Segment Start: RECORDED INFORMATION
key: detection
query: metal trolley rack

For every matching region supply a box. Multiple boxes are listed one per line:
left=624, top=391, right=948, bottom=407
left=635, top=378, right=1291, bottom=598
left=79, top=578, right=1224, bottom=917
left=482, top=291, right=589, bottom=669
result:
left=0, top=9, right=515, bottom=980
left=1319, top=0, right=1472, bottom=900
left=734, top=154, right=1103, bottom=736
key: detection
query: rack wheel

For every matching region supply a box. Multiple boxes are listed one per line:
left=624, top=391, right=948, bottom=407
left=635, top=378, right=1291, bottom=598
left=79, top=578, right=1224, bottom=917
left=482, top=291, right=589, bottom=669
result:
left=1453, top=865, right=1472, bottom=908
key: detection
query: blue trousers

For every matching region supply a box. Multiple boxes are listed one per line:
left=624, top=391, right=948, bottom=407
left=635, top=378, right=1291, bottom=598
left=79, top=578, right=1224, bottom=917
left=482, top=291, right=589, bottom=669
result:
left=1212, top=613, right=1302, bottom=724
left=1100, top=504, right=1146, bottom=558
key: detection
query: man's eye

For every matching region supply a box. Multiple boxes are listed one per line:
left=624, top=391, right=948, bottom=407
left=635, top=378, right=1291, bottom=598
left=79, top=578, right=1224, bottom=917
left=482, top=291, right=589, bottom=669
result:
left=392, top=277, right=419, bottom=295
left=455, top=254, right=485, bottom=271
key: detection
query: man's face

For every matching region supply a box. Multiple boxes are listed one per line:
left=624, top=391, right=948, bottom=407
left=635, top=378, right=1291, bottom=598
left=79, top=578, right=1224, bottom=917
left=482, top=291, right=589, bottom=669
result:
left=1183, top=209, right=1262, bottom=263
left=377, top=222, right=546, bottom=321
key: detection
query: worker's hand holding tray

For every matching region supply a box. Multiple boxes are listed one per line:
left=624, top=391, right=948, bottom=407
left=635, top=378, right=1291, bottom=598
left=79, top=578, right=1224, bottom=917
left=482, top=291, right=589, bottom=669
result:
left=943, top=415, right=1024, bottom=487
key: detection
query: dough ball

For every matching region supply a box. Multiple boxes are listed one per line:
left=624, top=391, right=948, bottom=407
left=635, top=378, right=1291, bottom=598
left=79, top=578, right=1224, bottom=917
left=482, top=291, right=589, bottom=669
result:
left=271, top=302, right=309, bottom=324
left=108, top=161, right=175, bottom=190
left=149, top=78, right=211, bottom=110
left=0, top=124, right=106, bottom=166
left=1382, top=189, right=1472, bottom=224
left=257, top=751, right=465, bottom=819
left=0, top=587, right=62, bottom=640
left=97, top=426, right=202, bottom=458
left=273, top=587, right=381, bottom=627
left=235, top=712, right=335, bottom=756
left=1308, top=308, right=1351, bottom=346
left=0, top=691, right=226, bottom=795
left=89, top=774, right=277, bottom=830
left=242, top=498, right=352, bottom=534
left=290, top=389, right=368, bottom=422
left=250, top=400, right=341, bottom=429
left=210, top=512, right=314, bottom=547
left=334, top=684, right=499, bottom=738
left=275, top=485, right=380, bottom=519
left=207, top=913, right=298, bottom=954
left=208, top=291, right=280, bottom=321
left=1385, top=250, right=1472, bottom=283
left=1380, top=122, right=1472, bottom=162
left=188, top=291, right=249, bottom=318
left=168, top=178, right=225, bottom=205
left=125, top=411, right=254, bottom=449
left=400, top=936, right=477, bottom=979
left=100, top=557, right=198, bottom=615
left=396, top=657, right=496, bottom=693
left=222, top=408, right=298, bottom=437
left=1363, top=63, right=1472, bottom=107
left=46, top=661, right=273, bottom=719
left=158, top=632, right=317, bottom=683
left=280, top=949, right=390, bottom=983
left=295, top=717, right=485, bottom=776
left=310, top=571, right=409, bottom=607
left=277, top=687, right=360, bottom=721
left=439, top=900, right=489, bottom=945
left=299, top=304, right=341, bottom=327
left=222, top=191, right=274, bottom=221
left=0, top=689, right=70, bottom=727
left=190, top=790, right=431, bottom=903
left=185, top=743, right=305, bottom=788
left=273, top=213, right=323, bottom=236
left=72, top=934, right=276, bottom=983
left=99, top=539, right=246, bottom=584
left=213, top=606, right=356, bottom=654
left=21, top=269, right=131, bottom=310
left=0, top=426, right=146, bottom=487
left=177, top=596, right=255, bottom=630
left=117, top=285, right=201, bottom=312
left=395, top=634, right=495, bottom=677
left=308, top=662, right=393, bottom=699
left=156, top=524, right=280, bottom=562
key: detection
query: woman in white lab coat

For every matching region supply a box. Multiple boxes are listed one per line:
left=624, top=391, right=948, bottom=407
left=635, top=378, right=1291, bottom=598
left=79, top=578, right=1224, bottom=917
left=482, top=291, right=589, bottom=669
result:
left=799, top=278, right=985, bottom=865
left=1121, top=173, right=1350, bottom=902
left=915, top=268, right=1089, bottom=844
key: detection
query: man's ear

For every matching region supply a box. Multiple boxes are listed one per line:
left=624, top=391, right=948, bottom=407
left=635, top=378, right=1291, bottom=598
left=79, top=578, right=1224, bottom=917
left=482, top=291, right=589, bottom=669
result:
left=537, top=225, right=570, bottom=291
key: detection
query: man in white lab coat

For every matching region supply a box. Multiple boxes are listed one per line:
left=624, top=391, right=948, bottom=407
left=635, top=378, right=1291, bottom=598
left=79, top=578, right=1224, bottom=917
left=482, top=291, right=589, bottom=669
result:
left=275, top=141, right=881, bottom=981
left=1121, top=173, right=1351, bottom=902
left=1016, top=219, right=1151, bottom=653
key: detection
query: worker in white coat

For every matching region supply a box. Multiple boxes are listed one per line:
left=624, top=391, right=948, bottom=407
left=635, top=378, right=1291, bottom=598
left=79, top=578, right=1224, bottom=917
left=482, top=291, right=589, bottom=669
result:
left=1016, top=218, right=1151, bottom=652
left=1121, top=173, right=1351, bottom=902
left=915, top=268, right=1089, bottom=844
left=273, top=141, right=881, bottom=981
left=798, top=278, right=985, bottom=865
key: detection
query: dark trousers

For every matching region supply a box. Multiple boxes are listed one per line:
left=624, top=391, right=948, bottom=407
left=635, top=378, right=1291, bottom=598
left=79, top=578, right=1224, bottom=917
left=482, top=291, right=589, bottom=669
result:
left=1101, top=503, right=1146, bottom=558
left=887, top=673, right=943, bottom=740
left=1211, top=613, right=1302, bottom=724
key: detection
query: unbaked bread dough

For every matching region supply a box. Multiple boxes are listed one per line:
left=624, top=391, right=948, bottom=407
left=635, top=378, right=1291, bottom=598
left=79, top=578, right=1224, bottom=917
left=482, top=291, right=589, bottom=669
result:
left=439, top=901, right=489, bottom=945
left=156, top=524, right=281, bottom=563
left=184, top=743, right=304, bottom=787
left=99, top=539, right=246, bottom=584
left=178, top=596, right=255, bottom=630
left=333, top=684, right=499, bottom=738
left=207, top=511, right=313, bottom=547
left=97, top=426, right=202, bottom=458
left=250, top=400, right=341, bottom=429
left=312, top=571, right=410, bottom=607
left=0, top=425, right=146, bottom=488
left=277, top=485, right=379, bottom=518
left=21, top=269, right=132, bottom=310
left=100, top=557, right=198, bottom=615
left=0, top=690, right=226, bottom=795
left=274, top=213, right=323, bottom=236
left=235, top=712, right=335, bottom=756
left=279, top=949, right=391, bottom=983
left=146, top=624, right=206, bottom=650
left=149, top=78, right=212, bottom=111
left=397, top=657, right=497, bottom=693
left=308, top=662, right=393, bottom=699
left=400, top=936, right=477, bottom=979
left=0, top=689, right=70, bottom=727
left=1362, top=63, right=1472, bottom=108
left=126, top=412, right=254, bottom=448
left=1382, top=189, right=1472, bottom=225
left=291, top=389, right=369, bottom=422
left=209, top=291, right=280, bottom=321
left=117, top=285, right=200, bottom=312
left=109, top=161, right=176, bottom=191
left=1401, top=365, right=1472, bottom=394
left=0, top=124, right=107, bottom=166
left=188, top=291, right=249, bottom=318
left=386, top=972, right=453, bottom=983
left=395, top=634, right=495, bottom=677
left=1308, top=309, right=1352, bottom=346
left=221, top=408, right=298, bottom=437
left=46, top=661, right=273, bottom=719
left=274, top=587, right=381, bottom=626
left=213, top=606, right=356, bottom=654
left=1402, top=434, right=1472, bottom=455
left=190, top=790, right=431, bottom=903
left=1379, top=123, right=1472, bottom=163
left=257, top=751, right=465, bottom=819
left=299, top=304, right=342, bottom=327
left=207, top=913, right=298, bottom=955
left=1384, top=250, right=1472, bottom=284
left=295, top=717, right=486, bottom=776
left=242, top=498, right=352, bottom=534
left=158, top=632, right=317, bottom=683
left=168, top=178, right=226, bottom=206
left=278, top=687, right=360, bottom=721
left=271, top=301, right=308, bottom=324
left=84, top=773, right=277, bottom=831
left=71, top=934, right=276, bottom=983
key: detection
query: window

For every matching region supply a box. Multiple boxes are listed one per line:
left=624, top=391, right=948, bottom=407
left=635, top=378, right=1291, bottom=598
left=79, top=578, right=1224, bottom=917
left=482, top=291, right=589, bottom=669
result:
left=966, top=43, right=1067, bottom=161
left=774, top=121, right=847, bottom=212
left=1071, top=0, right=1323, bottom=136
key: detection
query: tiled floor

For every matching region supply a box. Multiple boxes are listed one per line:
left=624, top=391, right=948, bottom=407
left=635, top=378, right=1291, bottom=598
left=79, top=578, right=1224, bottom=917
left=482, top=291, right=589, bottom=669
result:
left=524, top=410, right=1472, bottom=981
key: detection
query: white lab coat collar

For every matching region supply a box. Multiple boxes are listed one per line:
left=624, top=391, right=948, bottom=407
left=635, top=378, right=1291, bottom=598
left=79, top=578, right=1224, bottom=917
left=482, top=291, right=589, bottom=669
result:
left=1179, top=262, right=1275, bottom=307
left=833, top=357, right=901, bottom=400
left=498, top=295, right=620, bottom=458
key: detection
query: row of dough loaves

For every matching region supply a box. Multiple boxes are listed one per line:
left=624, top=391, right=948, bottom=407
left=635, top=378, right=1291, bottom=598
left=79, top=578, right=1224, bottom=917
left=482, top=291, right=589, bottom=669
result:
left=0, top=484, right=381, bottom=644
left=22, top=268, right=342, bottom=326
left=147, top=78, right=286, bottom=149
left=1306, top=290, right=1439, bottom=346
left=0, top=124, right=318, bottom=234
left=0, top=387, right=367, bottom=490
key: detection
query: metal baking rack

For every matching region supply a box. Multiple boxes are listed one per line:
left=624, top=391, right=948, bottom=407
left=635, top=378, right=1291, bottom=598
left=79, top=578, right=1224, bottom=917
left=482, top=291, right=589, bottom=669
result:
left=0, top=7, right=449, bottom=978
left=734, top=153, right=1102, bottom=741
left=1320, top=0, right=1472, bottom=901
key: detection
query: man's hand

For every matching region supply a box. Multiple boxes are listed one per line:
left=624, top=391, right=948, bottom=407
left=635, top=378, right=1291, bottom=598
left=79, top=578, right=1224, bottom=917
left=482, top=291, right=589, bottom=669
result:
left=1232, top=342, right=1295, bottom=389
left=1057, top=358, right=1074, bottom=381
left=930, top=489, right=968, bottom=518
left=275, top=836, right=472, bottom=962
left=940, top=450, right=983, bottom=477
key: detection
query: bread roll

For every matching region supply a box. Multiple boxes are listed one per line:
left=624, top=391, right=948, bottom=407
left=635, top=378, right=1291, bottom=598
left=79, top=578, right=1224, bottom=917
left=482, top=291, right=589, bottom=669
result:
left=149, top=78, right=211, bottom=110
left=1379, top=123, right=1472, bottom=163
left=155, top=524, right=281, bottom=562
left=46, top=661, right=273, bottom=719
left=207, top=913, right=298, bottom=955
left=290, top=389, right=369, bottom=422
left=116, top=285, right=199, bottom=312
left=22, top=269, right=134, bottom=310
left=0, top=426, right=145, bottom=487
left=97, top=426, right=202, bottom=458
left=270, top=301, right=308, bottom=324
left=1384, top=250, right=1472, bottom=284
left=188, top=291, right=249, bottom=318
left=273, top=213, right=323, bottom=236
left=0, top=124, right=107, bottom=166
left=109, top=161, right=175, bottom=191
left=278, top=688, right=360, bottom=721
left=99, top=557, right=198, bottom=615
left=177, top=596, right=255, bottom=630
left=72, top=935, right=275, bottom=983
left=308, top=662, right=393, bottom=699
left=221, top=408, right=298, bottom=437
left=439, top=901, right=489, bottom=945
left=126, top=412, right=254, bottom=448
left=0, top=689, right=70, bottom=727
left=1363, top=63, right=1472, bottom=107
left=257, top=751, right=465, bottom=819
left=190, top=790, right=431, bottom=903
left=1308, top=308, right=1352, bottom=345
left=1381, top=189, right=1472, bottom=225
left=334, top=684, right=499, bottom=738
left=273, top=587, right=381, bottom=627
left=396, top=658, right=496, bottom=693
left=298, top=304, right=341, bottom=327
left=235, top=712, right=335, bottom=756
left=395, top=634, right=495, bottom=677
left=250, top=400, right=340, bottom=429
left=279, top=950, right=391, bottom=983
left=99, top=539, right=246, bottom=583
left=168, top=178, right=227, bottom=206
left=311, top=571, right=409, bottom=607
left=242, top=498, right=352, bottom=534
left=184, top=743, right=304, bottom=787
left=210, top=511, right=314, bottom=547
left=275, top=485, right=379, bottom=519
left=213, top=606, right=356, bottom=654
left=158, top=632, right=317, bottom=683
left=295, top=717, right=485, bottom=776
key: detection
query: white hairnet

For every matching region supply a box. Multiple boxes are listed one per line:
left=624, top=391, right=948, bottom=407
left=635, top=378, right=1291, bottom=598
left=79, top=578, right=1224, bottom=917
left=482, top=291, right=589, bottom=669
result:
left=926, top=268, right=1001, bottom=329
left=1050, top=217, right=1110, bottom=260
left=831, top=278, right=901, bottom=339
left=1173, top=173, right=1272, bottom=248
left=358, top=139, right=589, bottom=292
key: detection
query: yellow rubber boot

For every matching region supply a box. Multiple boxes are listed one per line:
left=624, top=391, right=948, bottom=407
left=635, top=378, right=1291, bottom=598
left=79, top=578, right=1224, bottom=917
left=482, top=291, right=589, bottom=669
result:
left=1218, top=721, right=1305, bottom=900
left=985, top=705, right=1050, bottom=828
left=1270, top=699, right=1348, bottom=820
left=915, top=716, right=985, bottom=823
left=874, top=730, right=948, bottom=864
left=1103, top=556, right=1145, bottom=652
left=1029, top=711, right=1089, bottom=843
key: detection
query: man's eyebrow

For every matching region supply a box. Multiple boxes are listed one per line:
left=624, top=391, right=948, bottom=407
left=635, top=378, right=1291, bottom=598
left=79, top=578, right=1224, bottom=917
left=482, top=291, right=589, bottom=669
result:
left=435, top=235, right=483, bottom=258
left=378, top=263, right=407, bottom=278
Segment End: RECORDED INFORMATION
### [WHAT IS BEING ASKED]
Scan the entries above for the word "rack", then copy every line in which it occurs.

### [WRITTEN ANSWER]
query: metal trolley rack
query: rack wheel
query: metal baking rack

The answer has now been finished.